La première, est que votre démonstration pourrait laisser à penser que la question a été posée par un philosophe moderne, réellement intéressé par la réponse à cette question, qui n’aurait alors pas manqué de développer sa réflexion, cherchant tout d’abord à définir ce que l’on doit entendre par civilisation (existe-t-il par exemple une “civilisation occidentale” ? Ou bien les civilisations norvégiennes, italiennes et américaines sont-elles civilisations différentes, ce qui amènerait inéluctablement à s’interroger sur les bornes géographiques, mais également historiques que l’on donne à une civilisation (peut-elle notamment comporter des “trous”, ou bien le nazisme s’inscrit-il dans une “civilisation germanique” continue, que l’on ferait commencer aux environs des Francs et des Mérovingiens ? Et allez alors expliquer à un français en 1914 qu’il fait partie de la même civilisation que l’ami Fritz), puis ce que signifie le terme “valeur d’une civilisation » (j’y viendrai après).

> Objectif 1
Recopiez à l'identique chacune des lignes de la liste qui suit.
L'extrait et la liste n'ont pas la même origine.

> La liste
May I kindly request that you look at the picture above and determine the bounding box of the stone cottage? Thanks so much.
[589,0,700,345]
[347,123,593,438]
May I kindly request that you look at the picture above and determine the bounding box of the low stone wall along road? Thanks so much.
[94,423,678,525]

> Objectif 2
D'après l'extrait sur la civilisation, aux environs de quels peuples ferait-on commencer une « civilisation germanique » continue ?

> Résultat obtenu 1
May I kindly request that you look at the picture above and determine the bounding box of the stone cottage? Thanks so much.
[589,0,700,345]
[347,123,593,438]
May I kindly request that you look at the picture above and determine the bounding box of the low stone wall along road? Thanks so much.
[94,423,678,525]

> Résultat obtenu 2
Aux environs des Francs et des Mérovingiens.